Leonardo also has a plan to offer the Falco Xplorer UAV on a leasing model. Speaking to Defence Turkey at the 2019 Paris Air Show, a Leonardo official provided following information on the program, “The existing Falco UAV users have said that they are interested in a platform that had more sensor/payload capability and that had longer endurance. The Falco Evo has SatCom, but this has SatCom and 24-hour endurance. Because we are working closely with customers on the Falco Evo, we talk to them, we know what kind of things they are asking for, and what they are asking for was more endurance, more payloads to be able to do different missions.  It’s not just people wanting to buy it. So, the important thing is that it’s a service that we offer as well as a platform. You can buy one obviously, but you can also hire us to provide just the sensor data, or just the information. So, Leonardo builds, owns and operates the system and the sensors and then deliver just intelligence to the customer, which is similar to the model that we use with the United Nations for the Falco Evo”.

RAS Debuts PN’s Second ATR-72/500 MPA at the 2019 Paris Air Show 

Germany-based aircraft Maintenance, Repair and Overhaul (MRO) company, Rheinland Air Service (RAS) introduced the Pakistan Navy (PN)’s second ATR-72/500 Multirole Maritime Patrol Aircraft (MPA) with ASW capabilities, which is now known as the RAS 72 Sea Eagle, to the general public at the 2019 Paris Air Show. 

The aircraft had previously been in service with the PN as a transport aircraft but has been converted into an MPA configuration at RAS’ facilities in Mönchengladbach, Germany under structural modification work which lasted 12 months.  RAS handed over the second aircraft to the Pakistan Naval Air Arm in late June 2019.

TASKS:
1 > According to the defense news text, why did Leonardo build the Falco Xplorer with longer endurance and more payload capacity?
2 > In the defense news text, how long did the structural modification work on the Pakistan Navy's second ATR-72/500 last?
3 > Which organizations does the defense news text name, counting the publication the Leonardo official spoke to? List them all.

LISTED ENTRIES:
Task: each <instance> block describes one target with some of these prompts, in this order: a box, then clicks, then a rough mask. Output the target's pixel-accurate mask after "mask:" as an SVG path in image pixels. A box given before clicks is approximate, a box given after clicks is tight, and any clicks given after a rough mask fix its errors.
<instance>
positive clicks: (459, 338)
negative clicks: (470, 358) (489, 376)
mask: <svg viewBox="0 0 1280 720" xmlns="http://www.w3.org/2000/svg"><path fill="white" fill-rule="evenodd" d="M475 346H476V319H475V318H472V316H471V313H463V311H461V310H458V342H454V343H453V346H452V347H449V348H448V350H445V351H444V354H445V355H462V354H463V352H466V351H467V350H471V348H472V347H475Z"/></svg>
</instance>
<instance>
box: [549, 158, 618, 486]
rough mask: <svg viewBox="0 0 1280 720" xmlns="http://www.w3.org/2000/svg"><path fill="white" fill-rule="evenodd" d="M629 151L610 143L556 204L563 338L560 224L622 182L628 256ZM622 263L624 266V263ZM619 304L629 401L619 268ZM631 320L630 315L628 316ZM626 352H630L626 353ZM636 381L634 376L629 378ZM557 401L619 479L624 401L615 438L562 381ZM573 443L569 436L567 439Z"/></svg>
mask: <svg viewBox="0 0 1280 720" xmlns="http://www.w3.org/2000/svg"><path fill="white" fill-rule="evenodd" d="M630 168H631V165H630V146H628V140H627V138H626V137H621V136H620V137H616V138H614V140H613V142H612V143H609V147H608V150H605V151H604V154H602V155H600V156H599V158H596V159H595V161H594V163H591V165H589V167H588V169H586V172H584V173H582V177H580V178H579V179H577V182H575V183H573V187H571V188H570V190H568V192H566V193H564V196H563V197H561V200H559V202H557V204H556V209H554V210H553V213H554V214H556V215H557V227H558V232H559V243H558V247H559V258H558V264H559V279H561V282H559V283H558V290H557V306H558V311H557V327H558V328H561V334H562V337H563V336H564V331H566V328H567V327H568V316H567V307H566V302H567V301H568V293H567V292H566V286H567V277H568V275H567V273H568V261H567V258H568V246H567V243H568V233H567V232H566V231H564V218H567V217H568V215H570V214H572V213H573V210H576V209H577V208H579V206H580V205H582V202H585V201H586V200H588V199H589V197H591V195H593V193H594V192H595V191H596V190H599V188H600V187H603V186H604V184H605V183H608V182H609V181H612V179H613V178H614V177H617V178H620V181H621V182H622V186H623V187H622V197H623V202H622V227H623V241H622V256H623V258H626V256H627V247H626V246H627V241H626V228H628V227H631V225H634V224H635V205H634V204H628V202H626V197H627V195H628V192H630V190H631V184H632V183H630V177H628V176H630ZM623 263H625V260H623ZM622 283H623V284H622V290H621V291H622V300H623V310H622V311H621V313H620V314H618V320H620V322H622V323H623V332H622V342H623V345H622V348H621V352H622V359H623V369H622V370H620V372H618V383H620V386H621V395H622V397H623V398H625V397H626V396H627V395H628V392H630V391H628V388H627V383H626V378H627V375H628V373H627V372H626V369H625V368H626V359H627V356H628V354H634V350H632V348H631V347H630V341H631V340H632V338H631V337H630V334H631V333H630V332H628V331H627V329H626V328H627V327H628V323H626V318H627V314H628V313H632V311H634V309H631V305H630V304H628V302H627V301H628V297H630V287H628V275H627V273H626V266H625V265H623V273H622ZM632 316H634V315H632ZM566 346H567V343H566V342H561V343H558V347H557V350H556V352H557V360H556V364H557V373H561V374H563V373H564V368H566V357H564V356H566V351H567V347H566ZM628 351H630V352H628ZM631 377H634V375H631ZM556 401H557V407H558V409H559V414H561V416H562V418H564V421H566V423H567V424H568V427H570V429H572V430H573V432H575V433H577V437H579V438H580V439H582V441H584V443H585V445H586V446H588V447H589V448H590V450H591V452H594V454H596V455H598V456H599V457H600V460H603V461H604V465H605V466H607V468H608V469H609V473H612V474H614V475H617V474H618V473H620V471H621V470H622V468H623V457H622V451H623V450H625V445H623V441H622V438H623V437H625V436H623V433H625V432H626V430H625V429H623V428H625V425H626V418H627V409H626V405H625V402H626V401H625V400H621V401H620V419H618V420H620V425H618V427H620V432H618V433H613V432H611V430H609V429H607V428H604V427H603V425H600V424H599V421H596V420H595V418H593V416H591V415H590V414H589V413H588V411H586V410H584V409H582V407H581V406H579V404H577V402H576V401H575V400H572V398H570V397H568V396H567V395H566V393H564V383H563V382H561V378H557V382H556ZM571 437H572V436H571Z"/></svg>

ANSWERS FOR THIS EXERCISE:
1 > Existing Falco UAV users said they wanted a platform with more sensor and payload capability and longer endurance. Leonardo knew this because it works closely with its Falco Evo customers, who asked for more endurance and more payloads so they could carry out different missions.

2 > It lasted 12 months.

3 >
- Leonardo
- Defence Turkey
- United Nations
- Rheinland Air Service (RAS)
- Pakistan Navy (PN)
- Pakistan Naval Air Arm